**To-do item:** Rewrite the lines from the one containing "128L139 104L132 93L127" through the one containing "box: [569, 407, 664, 485]", inclusive, substituting "foreground clicks" for every occurrence of "positive clicks" and leaving everything else untouched.

[Dataset entries]
::::::::
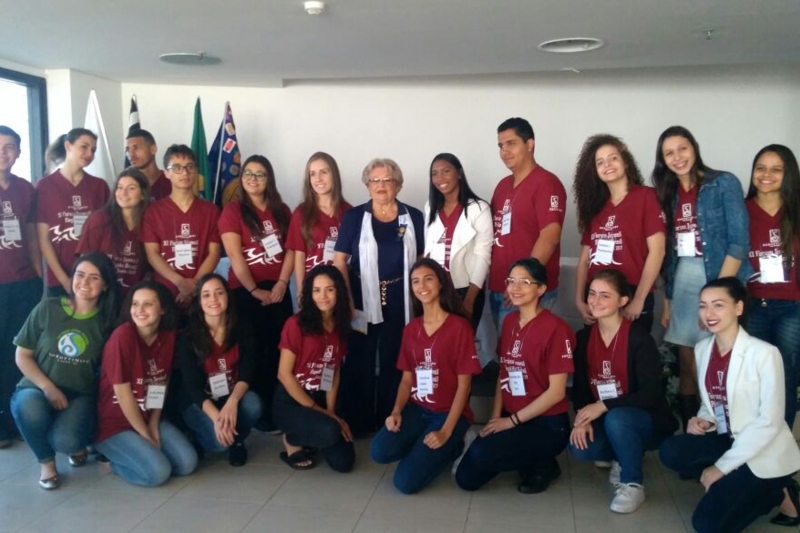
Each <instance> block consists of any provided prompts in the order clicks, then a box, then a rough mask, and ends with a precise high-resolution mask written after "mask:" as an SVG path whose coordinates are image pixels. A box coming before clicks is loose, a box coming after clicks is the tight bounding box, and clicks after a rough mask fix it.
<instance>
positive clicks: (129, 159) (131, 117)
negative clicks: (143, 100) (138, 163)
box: [122, 94, 142, 168]
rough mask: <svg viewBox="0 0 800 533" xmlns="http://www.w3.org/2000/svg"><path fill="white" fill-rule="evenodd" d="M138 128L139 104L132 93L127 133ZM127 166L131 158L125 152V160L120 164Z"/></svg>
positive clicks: (124, 166) (138, 116) (139, 125)
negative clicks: (138, 103)
mask: <svg viewBox="0 0 800 533" xmlns="http://www.w3.org/2000/svg"><path fill="white" fill-rule="evenodd" d="M140 129H142V126H141V124H139V106H138V105H136V95H135V94H134V95H133V96H131V112H130V114H129V115H128V135H130V134H131V133H134V132H137V131H139V130H140ZM129 166H131V160H130V159H128V153H127V152H125V162H124V163H123V164H122V168H128V167H129Z"/></svg>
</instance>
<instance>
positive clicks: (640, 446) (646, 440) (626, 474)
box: [569, 407, 664, 485]
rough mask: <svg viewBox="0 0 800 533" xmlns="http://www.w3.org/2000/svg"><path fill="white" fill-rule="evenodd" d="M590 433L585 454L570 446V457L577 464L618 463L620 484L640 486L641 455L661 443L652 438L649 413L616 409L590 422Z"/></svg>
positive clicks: (640, 410)
mask: <svg viewBox="0 0 800 533" xmlns="http://www.w3.org/2000/svg"><path fill="white" fill-rule="evenodd" d="M592 429H594V441H592V442H589V443H588V444H589V447H588V448H586V449H585V450H579V449H578V448H576V447H575V446H573V445H572V444H570V445H569V451H570V452H572V455H573V456H575V458H576V459H578V460H579V461H611V460H612V459H613V460H615V461H618V462H619V464H620V466H621V467H622V473H621V475H620V480H621V481H622V483H639V484H640V485H641V484H642V483H643V481H644V474H643V472H642V458H643V456H644V452H646V451H647V450H655V449H656V448H658V445H659V443H660V442H661V441H662V440H663V439H664V436H660V437H659V436H657V435H656V433H655V430H654V428H653V417H652V416H650V413H648V412H647V411H645V410H644V409H639V408H636V407H617V408H616V409H612V410H610V411H609V412H607V413H606V414H605V415H603V416H601V417H600V418H598V419H597V420H595V421H594V422H592ZM587 440H588V439H587Z"/></svg>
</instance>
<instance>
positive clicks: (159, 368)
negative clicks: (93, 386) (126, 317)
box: [95, 322, 175, 442]
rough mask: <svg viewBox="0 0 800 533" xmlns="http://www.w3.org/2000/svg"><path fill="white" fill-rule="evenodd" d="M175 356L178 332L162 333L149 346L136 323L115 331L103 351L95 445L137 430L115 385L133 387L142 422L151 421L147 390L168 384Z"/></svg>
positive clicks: (117, 329)
mask: <svg viewBox="0 0 800 533" xmlns="http://www.w3.org/2000/svg"><path fill="white" fill-rule="evenodd" d="M174 352H175V332H174V331H160V332H159V333H158V335H157V336H156V339H155V341H153V344H151V345H150V346H148V345H147V344H146V343H145V342H144V341H143V340H142V338H141V337H140V336H139V333H138V332H137V331H136V325H135V324H133V322H126V323H125V324H123V325H121V326H120V327H118V328H117V329H116V330H114V333H112V334H111V337H110V338H109V339H108V342H106V345H105V348H104V349H103V364H102V365H101V367H100V396H99V398H98V401H97V433H96V436H95V441H97V442H101V441H104V440H105V439H107V438H109V437H113V436H114V435H116V434H117V433H120V432H122V431H126V430H129V429H133V427H132V426H131V424H130V422H128V419H127V418H126V417H125V414H124V413H123V412H122V408H121V407H120V405H119V400H118V399H117V396H116V394H114V385H121V384H123V383H129V384H130V386H131V391H132V392H133V397H134V398H135V399H136V403H137V405H138V406H139V411H140V412H141V413H142V418H144V421H145V422H148V421H149V419H150V411H149V410H147V409H145V400H146V399H147V386H148V385H151V384H152V385H166V384H167V381H169V373H170V369H171V368H172V354H173V353H174Z"/></svg>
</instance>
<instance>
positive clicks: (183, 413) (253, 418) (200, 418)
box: [183, 391, 263, 452]
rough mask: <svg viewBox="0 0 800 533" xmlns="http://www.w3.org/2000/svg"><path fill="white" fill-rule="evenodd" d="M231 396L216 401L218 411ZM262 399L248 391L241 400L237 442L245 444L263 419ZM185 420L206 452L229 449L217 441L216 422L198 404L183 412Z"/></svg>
mask: <svg viewBox="0 0 800 533" xmlns="http://www.w3.org/2000/svg"><path fill="white" fill-rule="evenodd" d="M228 398H230V396H225V397H224V398H221V399H220V400H217V401H215V402H214V403H215V405H216V406H217V408H218V409H222V406H224V405H225V403H226V402H227V401H228ZM262 405H263V404H262V403H261V398H259V397H258V394H256V393H255V392H253V391H247V392H246V393H245V395H244V396H242V399H241V400H239V405H238V414H237V418H236V431H237V432H238V433H239V434H238V435H236V442H244V439H246V438H247V436H248V435H249V434H250V430H251V429H253V426H254V425H255V423H256V422H258V421H259V419H260V418H261V411H262V410H263V407H262ZM183 420H184V421H185V422H186V425H187V426H189V428H190V429H191V430H192V431H193V432H194V434H195V436H196V437H197V441H198V442H199V443H200V446H202V447H203V449H204V450H206V451H209V452H224V451H225V450H227V449H228V447H227V446H225V445H223V444H222V443H221V442H219V441H218V440H217V433H216V432H215V431H214V422H213V421H212V420H211V419H210V418H208V415H206V414H205V413H204V412H203V410H202V409H200V407H199V406H198V405H197V404H194V403H193V404H192V405H190V406H189V407H187V408H186V409H185V410H184V411H183Z"/></svg>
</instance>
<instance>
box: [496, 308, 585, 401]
mask: <svg viewBox="0 0 800 533" xmlns="http://www.w3.org/2000/svg"><path fill="white" fill-rule="evenodd" d="M573 346H575V334H574V333H573V332H572V329H570V327H569V326H568V325H567V323H566V322H564V321H563V320H561V319H560V318H558V317H557V316H556V315H554V314H553V313H551V312H550V311H548V310H546V309H544V310H542V311H541V312H540V313H539V314H538V315H536V317H535V318H534V319H533V320H531V321H530V322H528V323H527V324H525V327H524V328H522V329H520V327H519V311H514V312H512V313H510V314H509V315H508V316H507V317H506V319H505V321H503V328H502V331H501V333H500V339H499V340H498V343H497V355H498V357H499V358H500V391H501V393H502V395H503V409H505V410H506V412H508V413H516V412H517V411H519V410H520V409H522V408H523V407H526V406H527V405H528V404H530V403H531V402H532V401H534V400H535V399H536V398H538V397H539V396H541V395H542V393H543V392H544V391H546V390H547V389H548V388H549V387H550V375H551V374H569V373H572V372H574V371H575V366H574V364H573V362H572V347H573ZM509 370H511V371H517V372H522V379H523V382H524V383H525V394H524V395H521V396H513V395H512V394H511V383H510V382H509V375H508V372H509ZM568 408H569V402H568V401H567V398H566V396H565V397H564V399H563V400H561V401H560V402H558V403H557V404H555V405H554V406H553V407H551V408H550V409H549V410H548V411H546V412H544V413H542V415H557V414H561V413H566V412H567V409H568Z"/></svg>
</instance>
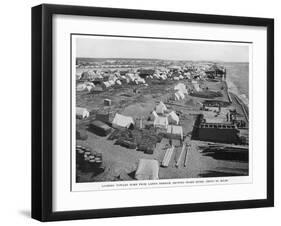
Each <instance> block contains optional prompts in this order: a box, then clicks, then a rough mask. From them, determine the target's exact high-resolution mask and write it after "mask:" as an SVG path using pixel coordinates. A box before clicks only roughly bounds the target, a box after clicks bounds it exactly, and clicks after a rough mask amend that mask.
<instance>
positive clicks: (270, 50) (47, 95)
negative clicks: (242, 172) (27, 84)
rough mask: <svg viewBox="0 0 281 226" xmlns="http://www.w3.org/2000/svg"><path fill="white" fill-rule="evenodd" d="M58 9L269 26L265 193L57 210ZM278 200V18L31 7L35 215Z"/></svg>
mask: <svg viewBox="0 0 281 226" xmlns="http://www.w3.org/2000/svg"><path fill="white" fill-rule="evenodd" d="M55 14H63V15H81V16H98V17H110V18H128V19H146V20H162V21H181V22H196V23H211V24H225V25H247V26H259V27H266V28H267V94H266V95H267V198H266V199H259V200H247V201H227V202H212V203H196V204H180V205H174V204H171V205H164V206H146V207H145V206H144V207H132V208H114V209H97V210H81V211H76V210H73V211H66V212H53V210H52V198H53V196H52V183H53V182H52V173H53V172H52V129H53V127H52V123H53V117H52V111H53V101H52V99H53V95H52V89H53V85H52V82H53V79H52V17H53V15H55ZM273 205H274V20H273V19H268V18H252V17H236V16H221V15H203V14H189V13H176V12H160V11H144V10H131V9H116V8H115V9H114V8H97V7H83V6H66V5H49V4H43V5H39V6H35V7H33V8H32V218H34V219H37V220H40V221H56V220H73V219H86V218H106V217H122V216H135V215H150V214H167V213H180V212H194V211H210V210H228V209H243V208H257V207H271V206H273Z"/></svg>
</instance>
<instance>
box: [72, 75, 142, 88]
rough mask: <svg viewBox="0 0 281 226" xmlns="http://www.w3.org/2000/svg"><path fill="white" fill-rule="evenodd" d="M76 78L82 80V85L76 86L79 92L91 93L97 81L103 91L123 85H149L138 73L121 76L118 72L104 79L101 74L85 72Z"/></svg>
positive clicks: (110, 75) (79, 83)
mask: <svg viewBox="0 0 281 226" xmlns="http://www.w3.org/2000/svg"><path fill="white" fill-rule="evenodd" d="M76 77H77V79H78V80H80V83H78V84H77V86H76V90H77V91H85V90H87V91H88V92H91V90H92V89H93V88H94V87H95V81H96V82H98V83H99V84H100V85H101V87H102V88H103V89H107V88H110V87H112V86H115V85H119V86H121V85H122V84H123V83H125V84H129V83H131V84H135V85H138V84H145V85H147V84H146V81H145V79H143V78H141V77H140V76H139V75H138V74H137V73H126V74H125V75H120V73H118V72H116V73H114V74H109V75H106V76H104V77H103V76H102V75H101V74H99V73H95V72H93V71H86V72H83V73H82V75H80V76H78V75H77V76H76Z"/></svg>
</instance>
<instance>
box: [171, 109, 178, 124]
mask: <svg viewBox="0 0 281 226" xmlns="http://www.w3.org/2000/svg"><path fill="white" fill-rule="evenodd" d="M179 121H180V119H179V116H178V115H177V114H176V112H174V111H171V112H170V113H169V114H168V122H169V124H176V125H178V124H179Z"/></svg>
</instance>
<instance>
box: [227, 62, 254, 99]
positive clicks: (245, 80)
mask: <svg viewBox="0 0 281 226" xmlns="http://www.w3.org/2000/svg"><path fill="white" fill-rule="evenodd" d="M222 65H223V66H225V68H226V81H227V84H228V88H229V91H231V92H233V93H235V94H237V95H238V96H239V97H240V99H241V100H242V101H243V102H245V103H246V104H248V102H249V63H223V64H222Z"/></svg>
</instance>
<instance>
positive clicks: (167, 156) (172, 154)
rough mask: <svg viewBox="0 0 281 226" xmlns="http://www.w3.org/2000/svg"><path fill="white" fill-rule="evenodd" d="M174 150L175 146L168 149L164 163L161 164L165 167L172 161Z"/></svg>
mask: <svg viewBox="0 0 281 226" xmlns="http://www.w3.org/2000/svg"><path fill="white" fill-rule="evenodd" d="M173 152H174V146H172V147H171V148H168V149H167V150H166V153H165V156H164V158H163V161H162V164H161V165H162V166H163V167H168V166H169V163H170V160H171V158H172V155H173Z"/></svg>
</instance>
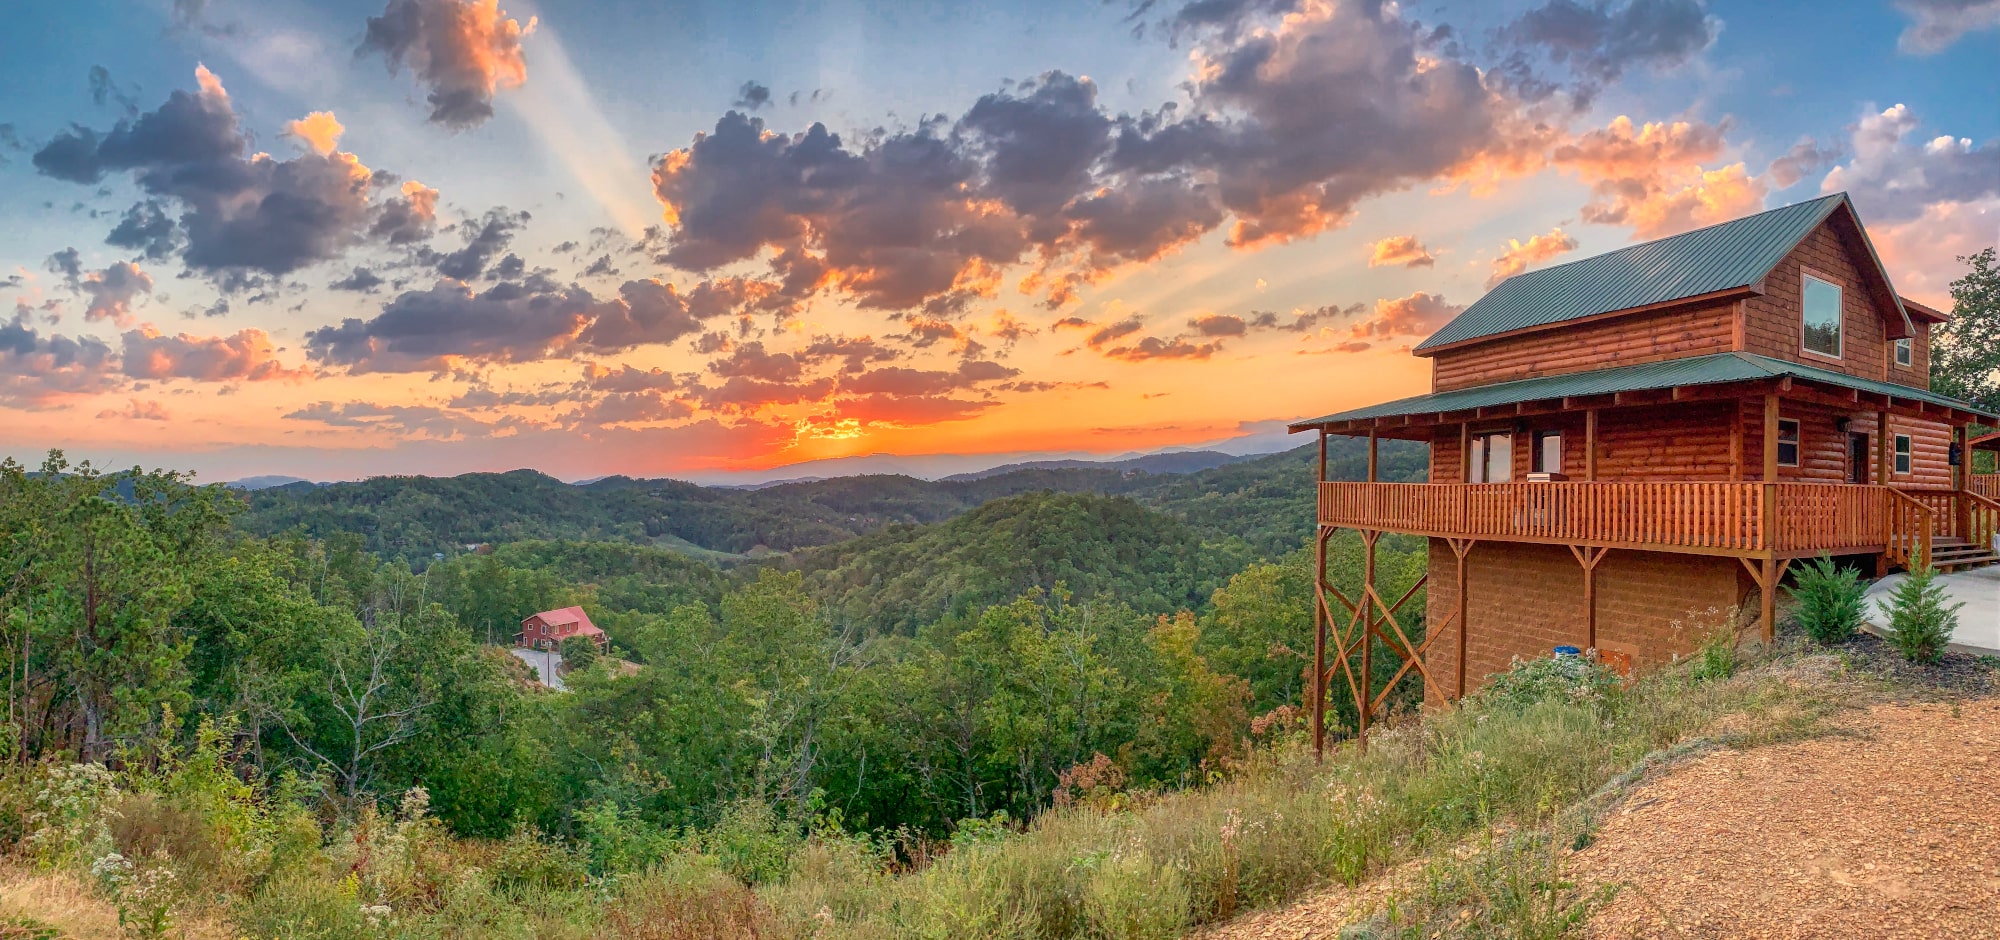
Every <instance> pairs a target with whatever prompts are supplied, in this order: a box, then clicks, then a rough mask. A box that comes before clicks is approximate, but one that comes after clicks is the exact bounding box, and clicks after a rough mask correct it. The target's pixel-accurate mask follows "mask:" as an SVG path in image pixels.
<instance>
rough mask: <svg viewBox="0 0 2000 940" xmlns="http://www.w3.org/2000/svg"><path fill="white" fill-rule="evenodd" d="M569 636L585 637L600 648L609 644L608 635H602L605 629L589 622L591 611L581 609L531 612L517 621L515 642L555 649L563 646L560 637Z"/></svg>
mask: <svg viewBox="0 0 2000 940" xmlns="http://www.w3.org/2000/svg"><path fill="white" fill-rule="evenodd" d="M572 636H588V638H590V642H594V644H598V648H600V650H602V648H606V646H610V638H608V636H604V630H598V624H592V622H590V614H584V608H562V610H544V612H540V614H534V616H530V618H528V620H522V622H520V634H516V642H520V646H526V648H532V650H554V648H558V646H562V640H568V638H572Z"/></svg>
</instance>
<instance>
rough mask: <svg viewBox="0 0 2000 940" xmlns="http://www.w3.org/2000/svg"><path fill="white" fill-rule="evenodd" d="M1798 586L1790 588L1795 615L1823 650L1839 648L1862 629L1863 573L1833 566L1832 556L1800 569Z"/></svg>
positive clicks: (1794, 612) (1819, 560)
mask: <svg viewBox="0 0 2000 940" xmlns="http://www.w3.org/2000/svg"><path fill="white" fill-rule="evenodd" d="M1794 580H1796V584H1794V586H1792V588H1788V592H1790V594H1792V600H1794V602H1796V604H1798V610H1796V612H1794V614H1792V618H1794V620H1798V626H1804V628H1806V636H1810V638H1812V640H1814V642H1818V644H1822V646H1836V644H1842V642H1846V640H1848V638H1850V636H1854V630H1858V628H1860V626H1862V614H1864V610H1862V594H1864V592H1866V588H1864V586H1862V578H1860V572H1856V570H1854V568H1844V566H1838V564H1834V560H1832V558H1830V556H1824V554H1822V556H1820V558H1818V560H1814V562H1810V564H1804V566H1800V568H1798V576H1796V578H1794Z"/></svg>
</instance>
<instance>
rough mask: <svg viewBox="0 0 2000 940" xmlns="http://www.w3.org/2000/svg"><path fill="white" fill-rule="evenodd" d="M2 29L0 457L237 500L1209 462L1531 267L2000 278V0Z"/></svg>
::::::::
**Solution to this problem:**
rough mask: <svg viewBox="0 0 800 533" xmlns="http://www.w3.org/2000/svg"><path fill="white" fill-rule="evenodd" d="M138 128L139 104L132 93L127 133ZM127 166L131 158L125 152V160L120 164Z"/></svg>
foreground clicks: (124, 166) (138, 116) (139, 125)
negative clicks: (138, 103)
mask: <svg viewBox="0 0 800 533" xmlns="http://www.w3.org/2000/svg"><path fill="white" fill-rule="evenodd" d="M140 129H142V126H141V124H139V106H138V105H136V95H135V94H134V95H133V96H131V112H130V114H129V115H128V135H130V134H131V133H134V132H137V131H139V130H140ZM129 166H131V160H130V159H128V153H127V152H125V162H124V163H123V164H122V168H128V167H129Z"/></svg>
</instance>
<instance>
foreground clicks: (640, 446) (646, 440) (626, 474)
box: [569, 407, 664, 485]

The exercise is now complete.